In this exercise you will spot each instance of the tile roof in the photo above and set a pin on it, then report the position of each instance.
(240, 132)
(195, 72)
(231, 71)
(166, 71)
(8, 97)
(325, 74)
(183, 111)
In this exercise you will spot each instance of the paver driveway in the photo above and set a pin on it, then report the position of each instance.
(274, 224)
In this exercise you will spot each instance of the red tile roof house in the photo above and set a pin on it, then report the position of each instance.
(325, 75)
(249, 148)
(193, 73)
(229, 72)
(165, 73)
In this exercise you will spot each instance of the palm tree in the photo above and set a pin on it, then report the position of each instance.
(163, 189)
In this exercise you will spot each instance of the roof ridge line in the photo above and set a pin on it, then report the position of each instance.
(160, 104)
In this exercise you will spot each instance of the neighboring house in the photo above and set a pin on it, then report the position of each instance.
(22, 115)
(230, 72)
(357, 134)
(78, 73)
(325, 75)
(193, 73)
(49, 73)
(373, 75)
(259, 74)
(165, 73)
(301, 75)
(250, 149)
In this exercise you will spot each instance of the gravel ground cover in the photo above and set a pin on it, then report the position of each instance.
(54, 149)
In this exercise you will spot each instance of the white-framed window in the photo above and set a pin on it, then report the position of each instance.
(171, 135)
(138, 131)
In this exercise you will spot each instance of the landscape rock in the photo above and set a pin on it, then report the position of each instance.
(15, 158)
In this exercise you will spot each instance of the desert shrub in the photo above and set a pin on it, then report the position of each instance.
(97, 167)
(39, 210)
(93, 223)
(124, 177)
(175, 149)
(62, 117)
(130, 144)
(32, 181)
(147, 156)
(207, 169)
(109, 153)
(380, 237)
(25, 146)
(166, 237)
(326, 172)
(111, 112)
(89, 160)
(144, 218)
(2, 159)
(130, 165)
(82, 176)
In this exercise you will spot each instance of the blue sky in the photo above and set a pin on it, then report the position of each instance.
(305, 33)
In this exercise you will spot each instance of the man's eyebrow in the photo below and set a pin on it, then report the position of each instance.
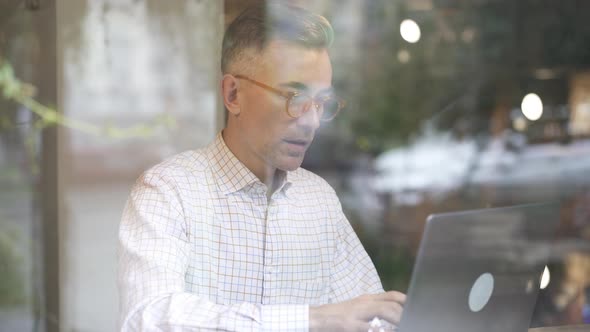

________________________________________

The request →
Reproduce every row above word for word, omitting the picture.

Result of this task →
In this exercise you will spot each instance of the tile roof in the photo above and set a pin on it, then report the position of each instance.
(240, 132)
(195, 72)
(231, 71)
(166, 71)
(8, 97)
(325, 74)
(183, 111)
In this exercise you will spot each instance of the paver driveway in the photo above and set a pin on it, then report the position of each instance.
(274, 224)
In this exercise you will spot each instance of the red tile roof house in the photo above and set a pin on it, then report the position of each instance.
(325, 75)
(249, 148)
(193, 73)
(229, 72)
(165, 73)
In this exercise you will spot each instance of the palm tree in the photo above and set a pin on it, then report the position of each instance.
(163, 189)
In this exercise you will spot each instance of the roof ridge line in the photo above and set a pin on it, then report the position of each instance.
(160, 104)
In this exercise you will spot each instance of the neighboring house in the photo above and set a pin on it, then report the position of each instance.
(22, 115)
(230, 72)
(357, 134)
(78, 73)
(325, 75)
(193, 73)
(49, 73)
(373, 75)
(259, 74)
(165, 73)
(301, 75)
(250, 149)
In this exercise you will spot each instance of the gravel ground cover in the photo above and set a pin on it, then report the position of each instance.
(54, 149)
In this exercise you will spot each instance of the white-framed window in the photo above and set a pin on it, then report the position of each instance.
(171, 135)
(138, 131)
In this exercise you will spot each instance of the landscape rock in the photo above and set a pin on it, then report the position of each instance.
(15, 158)
In this exercise you will spot each instance of the desert shrub in the photo above and set a pin on it, then report the position of each instance.
(97, 167)
(39, 210)
(93, 223)
(124, 177)
(175, 149)
(62, 117)
(130, 144)
(32, 181)
(147, 156)
(207, 169)
(109, 153)
(380, 237)
(25, 146)
(166, 237)
(326, 172)
(111, 112)
(89, 160)
(144, 218)
(2, 159)
(130, 165)
(82, 176)
In this exercise you will spot each instance of the blue sky in the photo above and set a pin on it, then report the position of each instance.
(305, 33)
In this exercise you will spot each instance of the man's eyebrow in the photo below and set a pin on it, then report the position of each instance.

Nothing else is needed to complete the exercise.